* **SUPPLIED PASSAGE**
Thursday, September 06, 2007

Big Gifts, Tax Breaks and a Debate on Charity

New York Times Article on the debate regarding the societal benefits of non profit donations. It's a somewhat rambling article, but my feeling is that this is a brewing debate.
Eli Broad, a billionaire businessman, has given away more than $650 million over the last five years, to Harvard and the Massachusetts Institute of Technology to establish a medical research institute, to the Los Angeles County Museum of Art and to programs to improve the administration of urban schools and public education."What smart entrepreneurial philanthropists and their foundations do is get greater value for how they invest their money than if the government were doing it."

"I got a plaque in the mail and an invitation to an awards ceremony. I never gave them another nickel. What were they spending money on plaques for?"
The rich are giving more to charity than ever, but people like Mr. Broad are not the only ones footing the bill for such generosity. For every three dollars they give away, the federal government typically gives up a dollar or more in tax revenue, because of the charitable tax deduction and by not collecting estate taxes.

Mr. Broad (rhymes with road) says his gifts provide a greater public benefit than if the money goes to taxes for the government to spend. “I believe the public benefit is significantly greater than the tax benefit an individual receives,” Mr. Broad said. “I think there’s a multiplier effect. What smart, entrepreneurial philanthropists and their foundations do is get greater value for how they invest their money than if the government were doing it.”

It is an argument made by many of the nation’s richest people. But not all of them. Take the investor William H. Gross, also a billionaire. Mr. Gross vigorously dismisses the notion that the wealthy are helping society more effectively and efficiently than government.


The billionaires’ differing views epitomize a growing debate over what philanthropy is achieving at a time when the wealthiest Americans control a rising share of the national income and, because of sharp cuts in personal taxes, give up less to government.



A common perception of philanthropy is that one of its central purposes is to alleviate the suffering of society’s least fortunate and therefore promote greater equality, taking some of the burden off government. In exchange, the United States is one of a handful of countries to allow givers a tax deduction. In essence, the public is letting private individuals decide how to allocate money on their behalf.

* **STUDY MATERIAL**
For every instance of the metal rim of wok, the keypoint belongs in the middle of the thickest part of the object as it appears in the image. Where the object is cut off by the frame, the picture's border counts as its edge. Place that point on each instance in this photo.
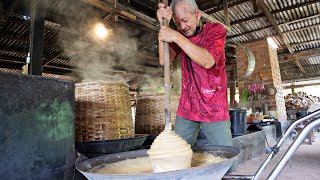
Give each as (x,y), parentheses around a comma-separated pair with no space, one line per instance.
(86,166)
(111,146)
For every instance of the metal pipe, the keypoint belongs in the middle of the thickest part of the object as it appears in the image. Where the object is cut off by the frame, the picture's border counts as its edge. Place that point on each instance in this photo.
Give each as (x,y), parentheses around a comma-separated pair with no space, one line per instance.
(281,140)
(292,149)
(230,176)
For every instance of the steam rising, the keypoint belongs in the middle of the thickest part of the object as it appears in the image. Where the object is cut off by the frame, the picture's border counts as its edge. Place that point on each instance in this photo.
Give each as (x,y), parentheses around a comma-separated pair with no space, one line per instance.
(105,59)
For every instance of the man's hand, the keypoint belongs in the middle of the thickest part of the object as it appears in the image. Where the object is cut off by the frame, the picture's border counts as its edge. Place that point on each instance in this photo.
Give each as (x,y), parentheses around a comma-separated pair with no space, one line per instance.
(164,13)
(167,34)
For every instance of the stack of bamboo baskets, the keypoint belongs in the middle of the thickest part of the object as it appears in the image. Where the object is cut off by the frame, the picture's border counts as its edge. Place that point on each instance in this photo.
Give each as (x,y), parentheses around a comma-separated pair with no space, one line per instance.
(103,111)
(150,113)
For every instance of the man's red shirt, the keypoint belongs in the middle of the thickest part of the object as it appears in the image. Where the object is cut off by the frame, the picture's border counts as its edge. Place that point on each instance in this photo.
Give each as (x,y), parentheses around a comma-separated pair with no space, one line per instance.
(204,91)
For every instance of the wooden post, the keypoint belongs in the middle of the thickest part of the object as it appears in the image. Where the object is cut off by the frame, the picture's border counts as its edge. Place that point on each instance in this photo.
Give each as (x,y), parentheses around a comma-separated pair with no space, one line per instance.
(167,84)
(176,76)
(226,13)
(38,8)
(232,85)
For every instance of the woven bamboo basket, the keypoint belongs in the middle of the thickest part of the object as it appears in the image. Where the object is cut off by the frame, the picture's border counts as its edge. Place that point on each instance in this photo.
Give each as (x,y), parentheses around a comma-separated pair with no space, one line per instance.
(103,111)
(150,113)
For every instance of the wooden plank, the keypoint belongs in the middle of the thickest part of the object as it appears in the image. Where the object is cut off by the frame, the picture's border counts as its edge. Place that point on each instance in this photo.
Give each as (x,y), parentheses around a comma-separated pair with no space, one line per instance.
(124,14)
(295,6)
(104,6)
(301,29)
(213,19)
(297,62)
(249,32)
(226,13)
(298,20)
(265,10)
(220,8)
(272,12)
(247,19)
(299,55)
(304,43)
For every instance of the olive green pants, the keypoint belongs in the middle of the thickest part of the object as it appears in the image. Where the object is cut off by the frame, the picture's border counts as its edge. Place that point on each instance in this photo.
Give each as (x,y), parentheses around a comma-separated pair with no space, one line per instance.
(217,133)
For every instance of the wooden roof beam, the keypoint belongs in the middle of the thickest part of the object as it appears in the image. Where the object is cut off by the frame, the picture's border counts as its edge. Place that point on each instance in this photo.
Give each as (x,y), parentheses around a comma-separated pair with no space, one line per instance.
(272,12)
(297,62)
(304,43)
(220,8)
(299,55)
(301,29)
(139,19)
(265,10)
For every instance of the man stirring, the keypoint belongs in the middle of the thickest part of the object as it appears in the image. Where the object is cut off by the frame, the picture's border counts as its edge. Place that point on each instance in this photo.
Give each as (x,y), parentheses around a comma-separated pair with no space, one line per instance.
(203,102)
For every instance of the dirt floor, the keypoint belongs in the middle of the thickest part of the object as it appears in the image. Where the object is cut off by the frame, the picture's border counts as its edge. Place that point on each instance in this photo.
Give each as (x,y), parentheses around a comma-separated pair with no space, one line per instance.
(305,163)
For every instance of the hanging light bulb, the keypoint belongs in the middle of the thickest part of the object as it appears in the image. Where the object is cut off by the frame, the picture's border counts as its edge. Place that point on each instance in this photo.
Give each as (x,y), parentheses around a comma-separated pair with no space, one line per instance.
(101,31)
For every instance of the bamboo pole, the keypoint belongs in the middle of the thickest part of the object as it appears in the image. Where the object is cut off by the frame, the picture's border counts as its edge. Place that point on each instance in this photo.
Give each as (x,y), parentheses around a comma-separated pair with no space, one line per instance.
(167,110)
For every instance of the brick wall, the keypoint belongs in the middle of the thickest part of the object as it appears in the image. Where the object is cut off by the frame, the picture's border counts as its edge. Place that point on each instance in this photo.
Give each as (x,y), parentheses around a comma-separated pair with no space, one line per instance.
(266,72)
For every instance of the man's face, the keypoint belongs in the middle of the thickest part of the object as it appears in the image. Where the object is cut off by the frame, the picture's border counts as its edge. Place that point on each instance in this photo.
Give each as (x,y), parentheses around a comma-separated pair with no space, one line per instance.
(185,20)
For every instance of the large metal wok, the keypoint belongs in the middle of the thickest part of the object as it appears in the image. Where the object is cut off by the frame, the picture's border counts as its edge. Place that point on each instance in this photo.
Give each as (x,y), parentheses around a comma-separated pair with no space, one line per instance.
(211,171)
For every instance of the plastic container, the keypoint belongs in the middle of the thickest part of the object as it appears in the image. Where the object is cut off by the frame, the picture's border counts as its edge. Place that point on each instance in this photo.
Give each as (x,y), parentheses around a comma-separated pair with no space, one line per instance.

* **THE PROBLEM**
Carry on the post about billionaire philanthropy and charitable tax breaks from its last sentence. The material has nothing to do with the text on charity and tax breaks.

* **EXERCISE RESPONSE**
What qualifies for that tax deduction has broadened over the 90 years since its creation to include everything from university golf teams to puppet theaters — even an organization established after Hurricane Katrina to help practitioners of sadomasochism obtain gear they had lost in the storm.

Roughly three-quarters of charitable gifts of $50 million and more from 2002 through March 31 went to universities, private foundations, hospitals and art museums, according to the Center on Philanthropy at Indiana University.

Of the rest, the Bill and Melinda Gates Foundation accounted for half on the center’s list. That money went primarily to improve the lives of the poor in developing countries. Valuable as that may be, it also meant that the American public effectively underwrote several billion dollars worth of foreign aid by private individuals, even though poll after poll shows Americans are at best ambivalent about using tax dollars in such assistance.

In contrast, few gifts of that size are made to organizations like the Salvation Army, Habitat for Humanity and America’s Second Harvest, whose main goals are to help the poor in this country. Research shows that less than 10 percent of the money Americans give to charity addresses basic human needs, like sheltering the homeless, feeding the hungry and caring for the indigent sick, and that the wealthiest typically devote an even smaller portion of their giving to such causes than everyone else.

Q. Should the IRS direct more charitable donations be used for the poor and not universities and art institutions? Since you're tax dollars indirectly support charitable organizations, should the government / people have a greater say in it's use and administration?